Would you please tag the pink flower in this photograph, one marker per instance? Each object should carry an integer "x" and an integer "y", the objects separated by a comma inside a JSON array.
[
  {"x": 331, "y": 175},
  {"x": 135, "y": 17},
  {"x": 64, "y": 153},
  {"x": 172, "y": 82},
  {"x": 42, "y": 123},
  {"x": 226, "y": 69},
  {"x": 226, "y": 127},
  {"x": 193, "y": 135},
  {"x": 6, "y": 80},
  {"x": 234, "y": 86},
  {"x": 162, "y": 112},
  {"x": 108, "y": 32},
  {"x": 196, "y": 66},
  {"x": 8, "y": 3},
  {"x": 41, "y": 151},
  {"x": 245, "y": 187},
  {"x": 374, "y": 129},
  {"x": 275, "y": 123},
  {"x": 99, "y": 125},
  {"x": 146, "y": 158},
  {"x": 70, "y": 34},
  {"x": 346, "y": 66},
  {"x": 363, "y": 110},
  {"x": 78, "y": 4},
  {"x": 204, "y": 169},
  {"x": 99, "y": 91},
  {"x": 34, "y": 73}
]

· · · · · · ·

**Problem description**
However many lines the data holds, return each one exactly.

**Your solution**
Would you please tag the pink flower in this photograph, one marker per instance? Each object should carry an integer "x" and an integer "y", the objects separated by a comma inside a JSON array.
[
  {"x": 331, "y": 175},
  {"x": 135, "y": 17},
  {"x": 64, "y": 153},
  {"x": 172, "y": 82},
  {"x": 42, "y": 123},
  {"x": 226, "y": 69},
  {"x": 226, "y": 127},
  {"x": 193, "y": 135},
  {"x": 6, "y": 80},
  {"x": 234, "y": 86},
  {"x": 162, "y": 112},
  {"x": 108, "y": 32},
  {"x": 196, "y": 66},
  {"x": 8, "y": 3},
  {"x": 41, "y": 151},
  {"x": 245, "y": 187},
  {"x": 374, "y": 129},
  {"x": 275, "y": 123},
  {"x": 99, "y": 125},
  {"x": 146, "y": 158},
  {"x": 70, "y": 34},
  {"x": 346, "y": 66},
  {"x": 363, "y": 110},
  {"x": 78, "y": 4},
  {"x": 204, "y": 169},
  {"x": 99, "y": 91},
  {"x": 34, "y": 73}
]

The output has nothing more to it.